> _Pointing records_
◆ ◆ ◆ ◆

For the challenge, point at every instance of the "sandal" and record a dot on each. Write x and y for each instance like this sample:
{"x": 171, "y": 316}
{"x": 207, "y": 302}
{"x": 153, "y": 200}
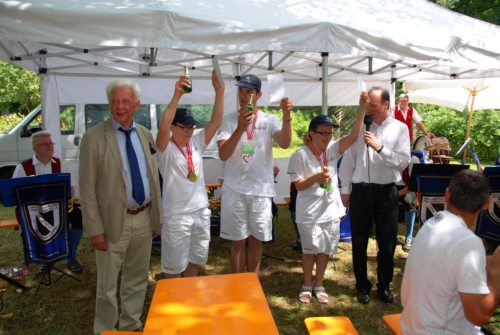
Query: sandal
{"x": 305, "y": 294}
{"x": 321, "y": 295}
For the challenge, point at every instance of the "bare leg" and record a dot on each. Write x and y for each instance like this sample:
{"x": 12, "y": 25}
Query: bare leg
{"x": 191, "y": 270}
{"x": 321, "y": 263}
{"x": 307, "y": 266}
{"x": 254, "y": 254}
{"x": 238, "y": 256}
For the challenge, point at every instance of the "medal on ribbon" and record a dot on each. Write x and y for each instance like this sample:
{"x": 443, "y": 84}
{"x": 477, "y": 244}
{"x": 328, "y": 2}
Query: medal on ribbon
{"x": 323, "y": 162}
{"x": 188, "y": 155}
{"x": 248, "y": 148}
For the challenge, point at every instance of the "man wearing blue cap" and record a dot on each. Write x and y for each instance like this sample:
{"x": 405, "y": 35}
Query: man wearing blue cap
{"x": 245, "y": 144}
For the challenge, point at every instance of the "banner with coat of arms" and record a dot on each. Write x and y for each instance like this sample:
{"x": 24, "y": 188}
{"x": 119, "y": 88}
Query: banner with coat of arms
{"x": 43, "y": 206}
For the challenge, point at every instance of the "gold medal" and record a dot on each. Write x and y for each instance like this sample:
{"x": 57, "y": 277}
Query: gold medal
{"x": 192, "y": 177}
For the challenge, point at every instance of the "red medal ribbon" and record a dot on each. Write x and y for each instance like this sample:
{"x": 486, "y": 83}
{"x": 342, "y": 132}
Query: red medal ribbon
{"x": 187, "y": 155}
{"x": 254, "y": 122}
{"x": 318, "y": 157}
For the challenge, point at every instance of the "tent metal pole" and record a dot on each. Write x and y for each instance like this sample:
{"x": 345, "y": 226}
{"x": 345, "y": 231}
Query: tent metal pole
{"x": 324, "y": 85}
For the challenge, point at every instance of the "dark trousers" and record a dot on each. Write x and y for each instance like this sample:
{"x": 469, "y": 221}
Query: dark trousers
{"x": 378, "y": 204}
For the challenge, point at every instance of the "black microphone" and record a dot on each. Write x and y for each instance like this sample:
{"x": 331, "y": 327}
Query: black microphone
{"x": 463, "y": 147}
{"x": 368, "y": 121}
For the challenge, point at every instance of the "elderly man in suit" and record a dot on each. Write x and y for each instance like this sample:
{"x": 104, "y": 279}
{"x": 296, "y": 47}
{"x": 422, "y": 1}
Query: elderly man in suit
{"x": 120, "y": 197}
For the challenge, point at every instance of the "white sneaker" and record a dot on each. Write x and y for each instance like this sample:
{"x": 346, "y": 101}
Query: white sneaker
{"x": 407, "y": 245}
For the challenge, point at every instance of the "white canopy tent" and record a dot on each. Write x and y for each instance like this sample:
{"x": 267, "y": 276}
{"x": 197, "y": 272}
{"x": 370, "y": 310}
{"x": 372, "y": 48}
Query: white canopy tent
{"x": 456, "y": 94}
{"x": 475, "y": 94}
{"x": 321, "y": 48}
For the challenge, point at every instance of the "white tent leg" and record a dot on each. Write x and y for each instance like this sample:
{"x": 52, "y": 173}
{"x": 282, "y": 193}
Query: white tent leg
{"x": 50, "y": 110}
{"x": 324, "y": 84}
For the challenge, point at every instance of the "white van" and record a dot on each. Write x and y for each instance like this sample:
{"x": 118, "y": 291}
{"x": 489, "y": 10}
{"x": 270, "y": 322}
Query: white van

◆ ◆ ◆ ◆

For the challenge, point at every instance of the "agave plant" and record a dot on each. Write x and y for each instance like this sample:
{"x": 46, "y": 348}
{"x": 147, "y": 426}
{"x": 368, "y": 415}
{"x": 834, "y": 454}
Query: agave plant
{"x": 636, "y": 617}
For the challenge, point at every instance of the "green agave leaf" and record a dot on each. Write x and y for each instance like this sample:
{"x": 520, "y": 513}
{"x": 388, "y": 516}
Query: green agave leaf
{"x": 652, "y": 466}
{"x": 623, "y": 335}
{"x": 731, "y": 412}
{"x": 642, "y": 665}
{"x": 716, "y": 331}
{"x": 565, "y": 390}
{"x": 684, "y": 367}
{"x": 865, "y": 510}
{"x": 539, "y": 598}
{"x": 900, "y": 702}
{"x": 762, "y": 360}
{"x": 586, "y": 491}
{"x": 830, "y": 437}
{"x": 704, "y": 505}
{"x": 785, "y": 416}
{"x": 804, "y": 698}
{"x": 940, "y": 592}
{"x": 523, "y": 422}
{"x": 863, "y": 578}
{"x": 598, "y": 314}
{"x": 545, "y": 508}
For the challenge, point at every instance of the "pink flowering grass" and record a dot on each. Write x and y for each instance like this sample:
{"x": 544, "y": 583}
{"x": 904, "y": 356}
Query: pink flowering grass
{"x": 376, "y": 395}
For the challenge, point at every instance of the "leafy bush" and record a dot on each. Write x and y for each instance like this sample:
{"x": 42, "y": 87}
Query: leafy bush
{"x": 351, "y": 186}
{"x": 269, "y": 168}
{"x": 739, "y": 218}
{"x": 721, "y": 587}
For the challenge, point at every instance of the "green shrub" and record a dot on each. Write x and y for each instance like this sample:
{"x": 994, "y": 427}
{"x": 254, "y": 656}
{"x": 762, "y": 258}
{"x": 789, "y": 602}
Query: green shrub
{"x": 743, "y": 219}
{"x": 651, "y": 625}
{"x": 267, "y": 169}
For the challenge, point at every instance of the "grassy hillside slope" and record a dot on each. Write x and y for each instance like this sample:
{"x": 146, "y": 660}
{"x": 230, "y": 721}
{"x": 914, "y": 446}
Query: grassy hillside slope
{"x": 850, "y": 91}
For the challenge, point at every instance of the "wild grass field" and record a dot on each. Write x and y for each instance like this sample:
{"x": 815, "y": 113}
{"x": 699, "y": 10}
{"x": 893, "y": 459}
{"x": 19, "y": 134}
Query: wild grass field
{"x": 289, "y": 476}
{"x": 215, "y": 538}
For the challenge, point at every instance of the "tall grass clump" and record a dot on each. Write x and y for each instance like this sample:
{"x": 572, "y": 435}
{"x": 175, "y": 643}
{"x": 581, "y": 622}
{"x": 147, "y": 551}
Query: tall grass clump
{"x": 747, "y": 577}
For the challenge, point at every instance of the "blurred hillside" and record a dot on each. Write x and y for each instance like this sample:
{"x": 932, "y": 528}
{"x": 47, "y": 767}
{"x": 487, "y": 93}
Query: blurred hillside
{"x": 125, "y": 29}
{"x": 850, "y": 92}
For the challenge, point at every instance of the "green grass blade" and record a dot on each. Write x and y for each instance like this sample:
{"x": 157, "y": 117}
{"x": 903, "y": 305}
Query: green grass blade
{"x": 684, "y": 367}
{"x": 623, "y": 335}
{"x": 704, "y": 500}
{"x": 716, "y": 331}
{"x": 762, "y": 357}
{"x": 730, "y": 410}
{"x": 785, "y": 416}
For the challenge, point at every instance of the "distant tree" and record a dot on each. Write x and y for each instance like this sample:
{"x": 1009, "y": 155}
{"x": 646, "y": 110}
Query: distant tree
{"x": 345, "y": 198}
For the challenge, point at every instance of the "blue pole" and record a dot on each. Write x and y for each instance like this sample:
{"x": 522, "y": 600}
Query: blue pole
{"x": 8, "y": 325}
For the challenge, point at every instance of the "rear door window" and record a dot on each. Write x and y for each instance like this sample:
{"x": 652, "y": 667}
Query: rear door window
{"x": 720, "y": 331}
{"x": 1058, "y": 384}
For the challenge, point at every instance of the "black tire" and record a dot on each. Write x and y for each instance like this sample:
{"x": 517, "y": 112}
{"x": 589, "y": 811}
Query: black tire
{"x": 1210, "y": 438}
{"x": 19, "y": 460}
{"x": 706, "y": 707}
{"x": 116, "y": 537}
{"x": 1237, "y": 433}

◆ ◆ ◆ ◆

> _YOUR OBJECTIVE_
Identify every line of the records that contains the string "grassy", and copy each of those lines in full.

> _TASK RESULT_
For the challenge, point at every instance of the "grassy hillside slope" and record a dot on each. Write x and y for each instance like this sample:
Query: grassy hillside slope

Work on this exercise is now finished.